═════ Given text
Sunday, November 7, 2010

Salmon Florentine ~Molly

I found THE BEST salmon recipe the other day on Self.com. I've made it twice now, and I'll probably be making it again very, very soon. It's healthy (hence the reason it was on a health magazine's website), quick, and soooooo delicious.
Since I'm alone in my wolfpack, I cut the recipe in half and had plenty for my dinner and leftovers the next day. Oh, and I wilted about 2 cups of fresh spinach instead of using frozen because frozen is gross.
══════════
═════ Record extracts
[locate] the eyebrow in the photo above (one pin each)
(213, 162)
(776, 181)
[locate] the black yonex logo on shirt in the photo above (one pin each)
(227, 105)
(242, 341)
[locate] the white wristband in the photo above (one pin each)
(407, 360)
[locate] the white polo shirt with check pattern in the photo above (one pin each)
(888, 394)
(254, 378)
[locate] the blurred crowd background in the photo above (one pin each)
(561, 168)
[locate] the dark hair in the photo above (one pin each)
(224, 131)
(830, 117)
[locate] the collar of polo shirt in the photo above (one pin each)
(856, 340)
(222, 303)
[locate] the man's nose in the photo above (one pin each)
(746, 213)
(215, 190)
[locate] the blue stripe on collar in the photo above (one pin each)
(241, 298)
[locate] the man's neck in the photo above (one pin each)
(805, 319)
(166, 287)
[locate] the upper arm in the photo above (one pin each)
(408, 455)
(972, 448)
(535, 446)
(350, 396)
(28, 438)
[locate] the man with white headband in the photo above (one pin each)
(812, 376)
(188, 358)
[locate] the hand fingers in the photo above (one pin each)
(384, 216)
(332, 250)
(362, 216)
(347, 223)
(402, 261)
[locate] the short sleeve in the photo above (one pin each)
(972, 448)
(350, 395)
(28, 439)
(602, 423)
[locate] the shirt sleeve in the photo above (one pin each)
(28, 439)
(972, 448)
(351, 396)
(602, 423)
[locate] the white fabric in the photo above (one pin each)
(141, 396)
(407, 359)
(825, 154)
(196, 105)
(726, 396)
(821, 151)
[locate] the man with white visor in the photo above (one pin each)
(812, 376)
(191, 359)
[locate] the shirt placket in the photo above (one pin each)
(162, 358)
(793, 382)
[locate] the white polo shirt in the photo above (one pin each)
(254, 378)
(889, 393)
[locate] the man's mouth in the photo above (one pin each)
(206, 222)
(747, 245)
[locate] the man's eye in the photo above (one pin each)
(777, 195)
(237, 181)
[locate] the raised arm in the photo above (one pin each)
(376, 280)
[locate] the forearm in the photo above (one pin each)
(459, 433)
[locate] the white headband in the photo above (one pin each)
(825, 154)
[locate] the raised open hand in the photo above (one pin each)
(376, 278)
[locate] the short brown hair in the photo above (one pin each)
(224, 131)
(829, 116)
══════════
═════ Record extracts
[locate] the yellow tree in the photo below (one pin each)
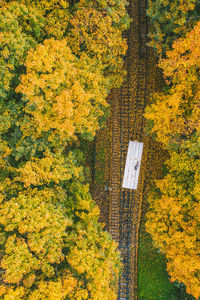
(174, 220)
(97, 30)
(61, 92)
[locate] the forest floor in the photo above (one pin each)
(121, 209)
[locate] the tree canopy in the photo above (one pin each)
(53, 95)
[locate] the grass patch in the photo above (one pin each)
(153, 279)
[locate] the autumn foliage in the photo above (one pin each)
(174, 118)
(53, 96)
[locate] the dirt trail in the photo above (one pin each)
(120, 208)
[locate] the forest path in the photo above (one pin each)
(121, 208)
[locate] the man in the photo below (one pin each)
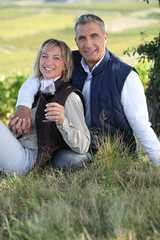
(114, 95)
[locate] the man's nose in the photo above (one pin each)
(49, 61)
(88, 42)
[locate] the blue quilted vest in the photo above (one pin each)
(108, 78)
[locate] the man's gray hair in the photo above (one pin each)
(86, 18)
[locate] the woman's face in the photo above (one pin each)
══════════
Aim: Rewrite the salmon post from "Sunday, November 7, 2010" to "and soooooo delicious.", putting "tasty" in place of "delicious". You won't need the material above.

Response to this exercise:
Sunday, November 7, 2010

Salmon Florentine ~Molly

I found THE BEST salmon recipe the other day on Self.com. I've made it twice now, and I'll probably be making it again very, very soon. It's healthy (hence the reason it was on a health magazine's website), quick, and soooooo tasty.